WORK INSTRUCTIONS
[1] According to the obituary of Mr. Kummer, what company did he form in the basement of his Crestwood home?
[2] Pick up the obituary of Mr. Kummer after its final sentence and carry it forward.

Mr. Kummer died Friday. He was 92.

Born Frederick Strange Kummer Jr. in New York to a hotel engineer father and a homemaker mother, he grew up in the Hotel Wellington, four blocks from Central Park. He wanted to be an engineer like his father and studied at what is now Missouri University of Science and Technology.

Mr. Kummer worked for several construction companies before forming Kummer Construction Co. in the basement of his Crestwood home. By the 1960s, he started designing and building hospitals and nursing homes and changed the company name to Hospital Building and Equipment Corp., or HBE. He grew profits from $5,460.72 his first year in business to over $600 million in revenue, becoming one of the largest developers in the country.

Mr. Kummer also had a whimsical side and wore comic suspenders for a laugh. His philanthropy included donations to the NAACP, Urban League and Habitat for Humanity.

Morgan, who said he had the “unique experience” of being fired by Mr. Kummer twice, said his former boss had high expectations — “an equal-opportunity hater” — but was also a CEO who surrounded himself with smart people. Morgan last saw Mr. Kummer on April 25 when Kummer asked Morgan to come to his house to talk about his grandson’s business.

“I used to say HBE was an organization full of dysfunctional people. But Fred knew the potential of people and leveraged that,” Morgan said.

In 1972, Mr. Kummer bought his first hotel in Charlotte, North Carolina, which became the Adam’s Mark hotel chain, named after Adam Mountain in Colorado and the Marker, a restaurant in the Charlotte hotel. The downtown St. Louis location opened in March 1986. Kummer sold the hotel chain beginning in 2003.

The chain of 24 properties was rocked by claims of racism starting in the 1990s that led to a $5 million award to two former hotel managers in St. Louis. A federal jury agreed they had been victims of discrimination. The amount was reduced on appeal, but testimony in the trial indicated unfair treatment toward Black guests and employees.

In 2001, the company agreed to pay out $1.1 million to settle allegations that the Adam’s Mark in Daytona Beach, Florida, discriminated against Black guests.

At the time, Mr. Kummer acknowledged discrimination and vowed to “work on it every day.”

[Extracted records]
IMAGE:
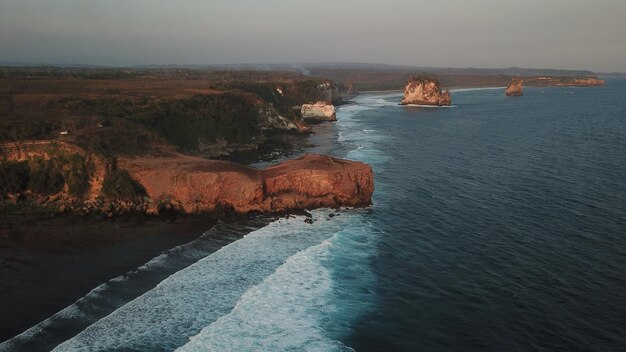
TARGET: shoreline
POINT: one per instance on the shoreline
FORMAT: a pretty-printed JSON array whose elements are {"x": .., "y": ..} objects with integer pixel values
[{"x": 37, "y": 251}]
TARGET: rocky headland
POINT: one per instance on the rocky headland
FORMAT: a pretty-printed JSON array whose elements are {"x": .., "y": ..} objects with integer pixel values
[
  {"x": 318, "y": 112},
  {"x": 514, "y": 88},
  {"x": 195, "y": 185},
  {"x": 425, "y": 91},
  {"x": 175, "y": 183}
]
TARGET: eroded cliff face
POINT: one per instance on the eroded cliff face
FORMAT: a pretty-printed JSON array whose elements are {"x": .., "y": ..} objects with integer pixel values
[
  {"x": 425, "y": 91},
  {"x": 514, "y": 88},
  {"x": 196, "y": 185},
  {"x": 318, "y": 112},
  {"x": 329, "y": 93}
]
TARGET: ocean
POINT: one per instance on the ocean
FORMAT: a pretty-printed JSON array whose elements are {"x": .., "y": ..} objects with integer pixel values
[{"x": 497, "y": 224}]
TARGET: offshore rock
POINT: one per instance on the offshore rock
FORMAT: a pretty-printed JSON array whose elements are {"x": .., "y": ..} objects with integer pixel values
[
  {"x": 514, "y": 88},
  {"x": 196, "y": 185},
  {"x": 318, "y": 112},
  {"x": 425, "y": 91}
]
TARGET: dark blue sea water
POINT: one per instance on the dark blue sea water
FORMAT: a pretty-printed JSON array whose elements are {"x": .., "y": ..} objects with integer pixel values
[{"x": 498, "y": 224}]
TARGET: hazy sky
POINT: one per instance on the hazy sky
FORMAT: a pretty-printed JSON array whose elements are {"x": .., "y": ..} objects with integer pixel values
[{"x": 573, "y": 34}]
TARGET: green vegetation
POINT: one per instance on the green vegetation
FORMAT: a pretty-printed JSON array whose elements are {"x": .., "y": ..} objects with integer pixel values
[
  {"x": 115, "y": 112},
  {"x": 14, "y": 177},
  {"x": 119, "y": 185},
  {"x": 76, "y": 175},
  {"x": 45, "y": 177}
]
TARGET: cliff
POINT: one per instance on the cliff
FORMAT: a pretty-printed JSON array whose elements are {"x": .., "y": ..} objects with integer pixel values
[
  {"x": 425, "y": 91},
  {"x": 514, "y": 88},
  {"x": 318, "y": 112},
  {"x": 196, "y": 185}
]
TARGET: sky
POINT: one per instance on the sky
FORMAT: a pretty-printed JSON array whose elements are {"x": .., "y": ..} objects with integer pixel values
[{"x": 563, "y": 34}]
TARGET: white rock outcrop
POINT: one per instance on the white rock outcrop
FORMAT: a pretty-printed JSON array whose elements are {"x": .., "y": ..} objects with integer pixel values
[{"x": 318, "y": 112}]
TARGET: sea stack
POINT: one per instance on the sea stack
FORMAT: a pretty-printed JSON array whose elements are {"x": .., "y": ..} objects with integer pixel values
[
  {"x": 515, "y": 88},
  {"x": 318, "y": 112},
  {"x": 425, "y": 91}
]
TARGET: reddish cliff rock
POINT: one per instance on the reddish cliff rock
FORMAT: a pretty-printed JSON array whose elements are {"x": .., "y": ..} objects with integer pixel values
[
  {"x": 548, "y": 81},
  {"x": 425, "y": 91},
  {"x": 514, "y": 88},
  {"x": 318, "y": 112},
  {"x": 198, "y": 185}
]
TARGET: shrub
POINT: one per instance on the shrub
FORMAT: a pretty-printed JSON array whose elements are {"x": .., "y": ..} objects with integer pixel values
[
  {"x": 119, "y": 185},
  {"x": 46, "y": 178},
  {"x": 77, "y": 175},
  {"x": 14, "y": 177}
]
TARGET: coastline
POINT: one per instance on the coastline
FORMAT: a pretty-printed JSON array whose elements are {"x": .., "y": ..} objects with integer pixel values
[{"x": 37, "y": 251}]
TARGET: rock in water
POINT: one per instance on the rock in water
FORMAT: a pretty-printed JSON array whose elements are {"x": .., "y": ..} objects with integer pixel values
[
  {"x": 515, "y": 88},
  {"x": 425, "y": 91},
  {"x": 318, "y": 112}
]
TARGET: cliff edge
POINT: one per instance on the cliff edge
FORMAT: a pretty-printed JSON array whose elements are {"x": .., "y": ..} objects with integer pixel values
[
  {"x": 318, "y": 112},
  {"x": 196, "y": 185},
  {"x": 425, "y": 91}
]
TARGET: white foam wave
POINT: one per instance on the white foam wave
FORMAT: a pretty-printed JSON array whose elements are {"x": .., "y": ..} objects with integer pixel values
[
  {"x": 431, "y": 106},
  {"x": 191, "y": 299},
  {"x": 282, "y": 313}
]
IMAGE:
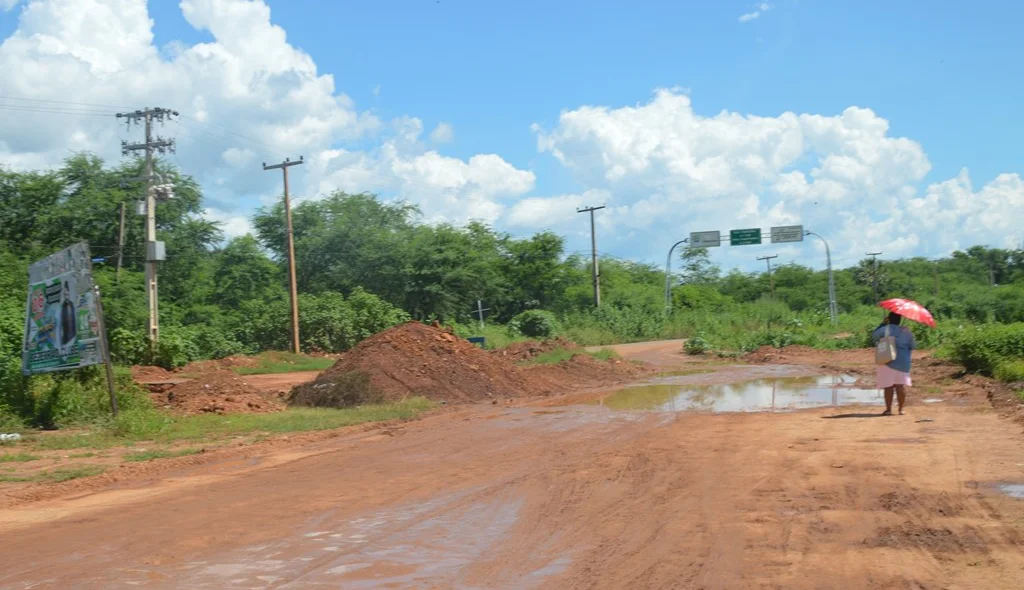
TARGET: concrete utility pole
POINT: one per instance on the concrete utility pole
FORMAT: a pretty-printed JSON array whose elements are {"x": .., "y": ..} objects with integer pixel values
[
  {"x": 771, "y": 280},
  {"x": 154, "y": 252},
  {"x": 479, "y": 311},
  {"x": 293, "y": 290},
  {"x": 121, "y": 244},
  {"x": 593, "y": 246},
  {"x": 875, "y": 272}
]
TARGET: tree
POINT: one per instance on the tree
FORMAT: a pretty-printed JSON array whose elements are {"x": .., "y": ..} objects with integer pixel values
[{"x": 697, "y": 267}]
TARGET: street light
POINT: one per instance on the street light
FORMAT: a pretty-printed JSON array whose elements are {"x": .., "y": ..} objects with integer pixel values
[
  {"x": 668, "y": 277},
  {"x": 833, "y": 308}
]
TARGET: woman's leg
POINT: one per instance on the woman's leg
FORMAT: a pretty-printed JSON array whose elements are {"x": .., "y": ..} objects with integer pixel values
[{"x": 900, "y": 396}]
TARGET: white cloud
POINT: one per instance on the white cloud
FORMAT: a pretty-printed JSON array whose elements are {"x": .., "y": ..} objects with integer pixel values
[
  {"x": 760, "y": 9},
  {"x": 246, "y": 96},
  {"x": 231, "y": 224},
  {"x": 442, "y": 133},
  {"x": 669, "y": 171}
]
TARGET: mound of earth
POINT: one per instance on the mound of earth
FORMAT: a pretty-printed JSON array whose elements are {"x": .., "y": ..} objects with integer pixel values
[
  {"x": 519, "y": 351},
  {"x": 216, "y": 392},
  {"x": 414, "y": 360},
  {"x": 585, "y": 371}
]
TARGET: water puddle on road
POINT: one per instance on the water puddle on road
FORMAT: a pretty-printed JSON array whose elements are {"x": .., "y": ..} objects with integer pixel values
[
  {"x": 1013, "y": 490},
  {"x": 775, "y": 394}
]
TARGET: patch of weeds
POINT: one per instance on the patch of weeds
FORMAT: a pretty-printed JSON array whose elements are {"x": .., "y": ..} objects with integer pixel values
[
  {"x": 271, "y": 363},
  {"x": 160, "y": 454},
  {"x": 560, "y": 354},
  {"x": 18, "y": 458},
  {"x": 68, "y": 473}
]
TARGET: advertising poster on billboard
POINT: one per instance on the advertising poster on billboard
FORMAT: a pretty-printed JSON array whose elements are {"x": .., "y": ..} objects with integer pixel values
[{"x": 61, "y": 327}]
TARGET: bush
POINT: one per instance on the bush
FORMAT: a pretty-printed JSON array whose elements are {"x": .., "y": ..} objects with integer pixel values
[
  {"x": 982, "y": 348},
  {"x": 1010, "y": 371},
  {"x": 696, "y": 345},
  {"x": 535, "y": 324}
]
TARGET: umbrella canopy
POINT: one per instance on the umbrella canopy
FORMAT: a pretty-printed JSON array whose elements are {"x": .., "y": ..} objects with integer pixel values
[{"x": 909, "y": 309}]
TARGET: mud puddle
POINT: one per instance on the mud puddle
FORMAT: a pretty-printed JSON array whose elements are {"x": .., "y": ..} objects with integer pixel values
[
  {"x": 774, "y": 394},
  {"x": 1013, "y": 490}
]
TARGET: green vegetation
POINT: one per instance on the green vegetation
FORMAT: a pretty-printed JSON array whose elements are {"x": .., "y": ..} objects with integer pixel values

ANSWERS FOR EACH ITEM
[1] Kummer Construction Co.

[2]
“I respect people for what they are,” he said during a 2001 Post-Dispatch interview. “There’s no question about it, America is fundamentally unfair. The system is stacked against minorities. I don’t know how any thinking person could not think so.”

Mr. Kummer continued to stay interested in business and development after stepping down as chief executive from HBE in 2013.

In 2019, he acquired a half-acre of real estate in downtown Clayton from the Gershman family and affiliated entities where he unveiled a $270 million project with luxury condominiums and a high-end hotel. The project was meant to be his last hurrah.

“He knew he was near the end of a storied career but he was determined to cut the ribbon on the (Clayton) project,” said Chris Fox, president and CEO of Gershman Commercial Real Estate, which represented the Gershman family in its sale with Kummer.

But by 2020, Mr. Kummer dropped the project and started talks with St. Louis commercial real estate firm Balke Brown Transwestern to sell the property.

“He was very open about the urgency of his situation,” Fox said. “He told me several times that he no longer buys green bananas.”

Last fall, the business titan and his wife, June, donated $300 million to his alma mater, Missouri S&T — the largest single gift to a university in Missouri history.

The university plans to use the “transformative” funds for a new school of innovation and entrepreneurship, research activities and scholarships for students, according to Mo Dehghani, Missouri S&T chancellor.

Kummer, a 1955 graduate in civil engineering, has said he owed much of his success to his education there.

“My Rolla experience taught me how to think, how to work hard and how to manage my own career,” Mr. Kummer said in an October statement.

In addition to his wife, survivors include a son, Fred S. Kummer III; two daughters, Caroline Crosswell and Melanie Brewer; a sister, Gloria Shedler, and sister-in-law Arleen Roettger; eight grandchildren and four great-grandchildren.

A visitation will be held from 4 p.m. to 8 p.m. Wednesday at Bopp Chapel in Kirkwood.